» **Data for this exercise**
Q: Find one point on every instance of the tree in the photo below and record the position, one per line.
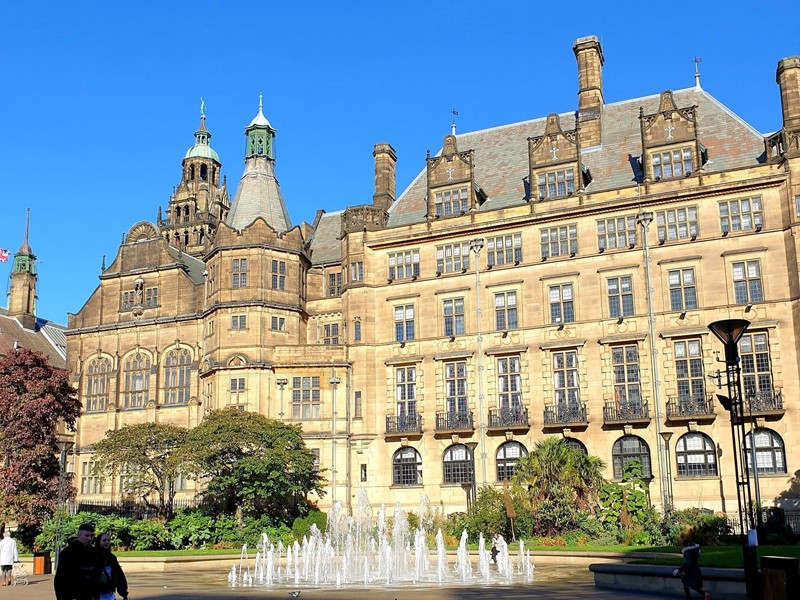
==
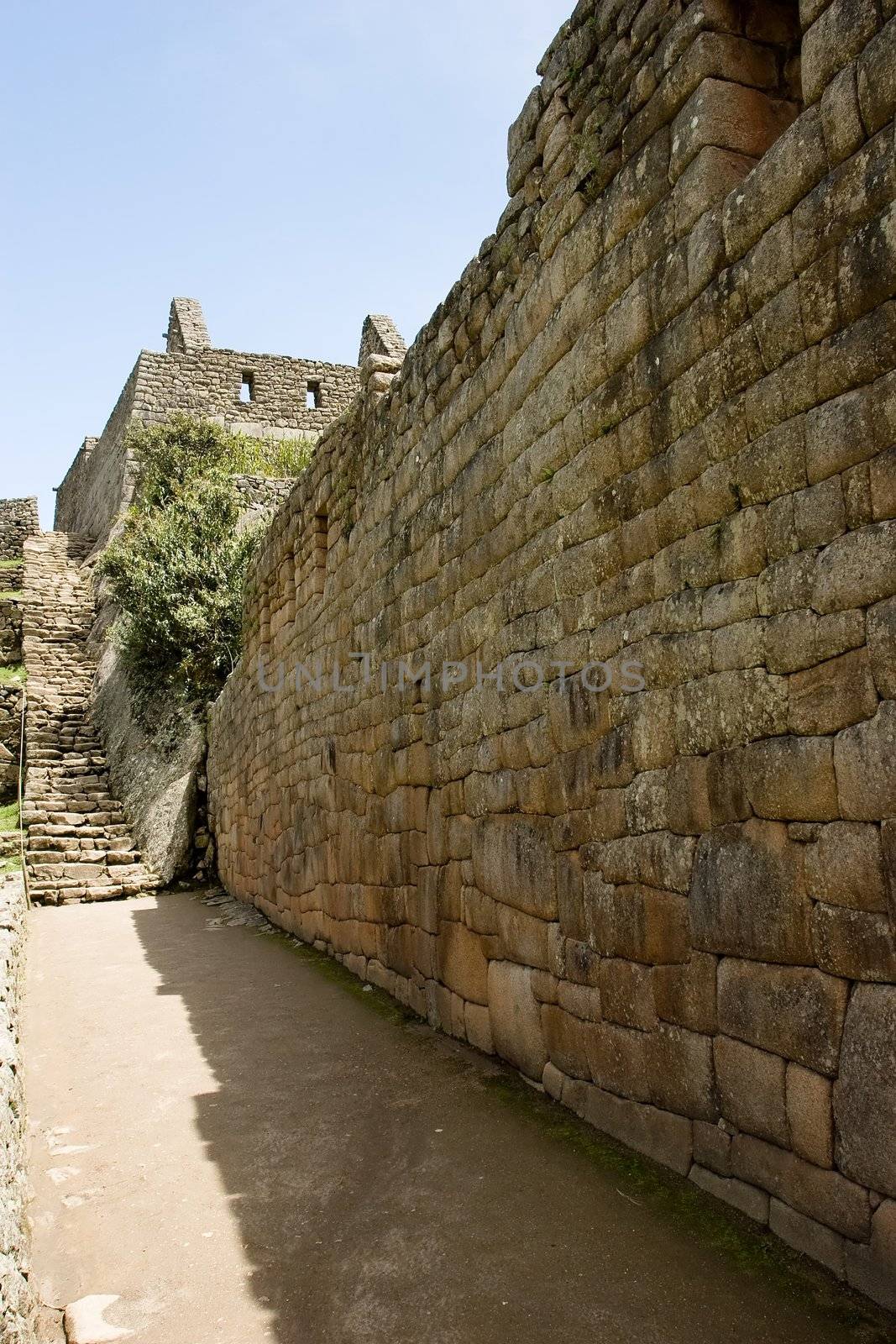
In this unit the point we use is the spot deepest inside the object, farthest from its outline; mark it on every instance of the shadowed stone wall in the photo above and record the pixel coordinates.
...
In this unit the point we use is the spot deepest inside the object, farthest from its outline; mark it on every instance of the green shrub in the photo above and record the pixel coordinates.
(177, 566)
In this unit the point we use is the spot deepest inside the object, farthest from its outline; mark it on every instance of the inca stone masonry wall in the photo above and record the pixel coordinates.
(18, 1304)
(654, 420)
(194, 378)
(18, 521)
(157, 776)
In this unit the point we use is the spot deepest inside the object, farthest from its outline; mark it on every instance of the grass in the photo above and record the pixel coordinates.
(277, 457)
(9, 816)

» **Objective**
Filter the data above, copying every line that contains the word "outline". Case counts.

» **Answer to this exercise**
In this unit the point we use is the spot deepest inside the object, farthest from its outline; mark it on every instance of the shadowed stone wall in the photo above and record the pixel coordinates.
In this unit the point we use is the spot deepest inside the object, farthest from its outline; mark it on every instance of the green shrub in the photo above and record the pixel coordinates.
In this unit the point we use is the spot deepest inside the object, farthest from its outline; mark it on every instance of the inca stone masonry wall in the photo above and record the pixel coordinates.
In this unit the point we use is the spot deepest inside the object, farthest from its outline; mark it on every instance of the grass in the photo above and record the pixel coordinates.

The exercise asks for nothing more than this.